By MARC McDONALD
Note: welcome to readers of CrooksAndLiars.com.
Like Rodney Dangerfield, unions in America have long struggled to gain respect, especially since 1980. I've long been amazed at all the workers I've talked to over the years who are reluctant to support the union movement.
"Maybe unions were needed back in the 19th century era of Robber Barons," union foes argue. "But these days, unions are a dinosaur. They're no longer needed."
I've heard variants of the above argument repeatedly over the years, from both Republicans and even some Democrats. Of course, it makes no sense. It's like saying, "We already have Free Speech in America, so we no longer need the First Amendment."
Indeed, unions tend to get blamed for all kinds of ills facing present-day America. After all, wasn't it "greedy, overpaid" union members that resulted in America losing its manufacturing base?
That seems to be the Conventional Wisdom these days.
But there's only one problem. It's not only bullsh*t---it's the total opposite of the truth.

========

- Exercise task A: In the piece on unions, why does the author call the argument that unions are no longer needed senseless? Answer in one to three sentences.
- Exercise task B: Write out the part of the piece on unions starting with "Like Rodney Dangerfield, unions" and going on through "its manufacturing base?".

- Supplied records:
========

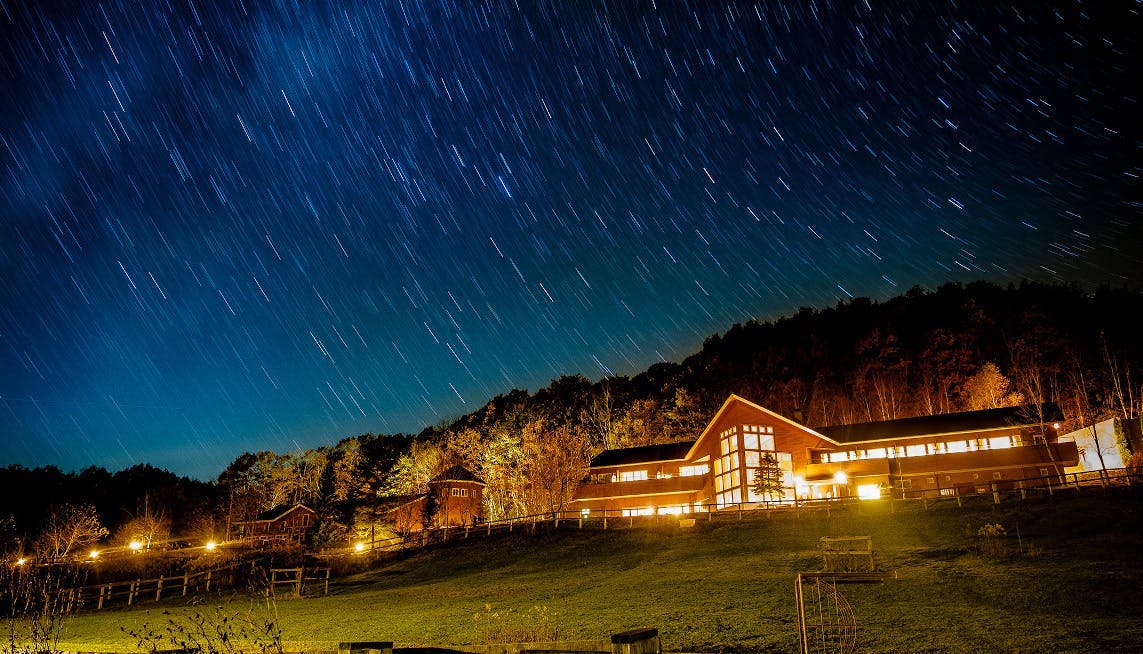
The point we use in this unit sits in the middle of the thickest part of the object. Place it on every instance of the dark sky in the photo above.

========

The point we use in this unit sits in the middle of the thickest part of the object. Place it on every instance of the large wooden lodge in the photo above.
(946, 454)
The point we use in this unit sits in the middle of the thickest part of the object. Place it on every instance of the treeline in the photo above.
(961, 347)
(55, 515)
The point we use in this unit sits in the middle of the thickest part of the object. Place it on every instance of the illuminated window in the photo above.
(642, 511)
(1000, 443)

========

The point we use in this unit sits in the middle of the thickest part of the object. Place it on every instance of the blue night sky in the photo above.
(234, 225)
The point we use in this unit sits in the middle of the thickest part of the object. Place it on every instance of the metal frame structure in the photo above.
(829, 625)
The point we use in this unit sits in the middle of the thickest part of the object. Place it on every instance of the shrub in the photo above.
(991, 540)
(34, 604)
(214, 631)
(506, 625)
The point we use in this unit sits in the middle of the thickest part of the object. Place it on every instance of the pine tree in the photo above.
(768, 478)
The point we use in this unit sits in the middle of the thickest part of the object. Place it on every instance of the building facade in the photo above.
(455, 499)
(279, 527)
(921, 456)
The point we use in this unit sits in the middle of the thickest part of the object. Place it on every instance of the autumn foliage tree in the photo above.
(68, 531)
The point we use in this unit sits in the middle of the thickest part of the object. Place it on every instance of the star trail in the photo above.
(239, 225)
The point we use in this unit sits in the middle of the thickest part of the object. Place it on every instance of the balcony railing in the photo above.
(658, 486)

========

- Full response A: The author compares the argument to saying that because America already has free speech, it no longer needs the First Amendment.

- Full response B:
Like Rodney Dangerfield, unions in America have long struggled to gain respect, especially since 1980. I've long been amazed at all the workers I've talked to over the years who are reluctant to support the union movement.
"Maybe unions were needed back in the 19th century era of Robber Barons," union foes argue. "But these days, unions are a dinosaur. They're no longer needed."
I've heard variants of the above argument repeatedly over the years, from both Republicans and even some Democrats. Of course, it makes no sense. It's like saying, "We already have Free Speech in America, so we no longer need the First Amendment."
Indeed, unions tend to get blamed for all kinds of ills facing present-day America. After all, wasn't it "greedy, overpaid" union members that resulted in America losing its manufacturing base?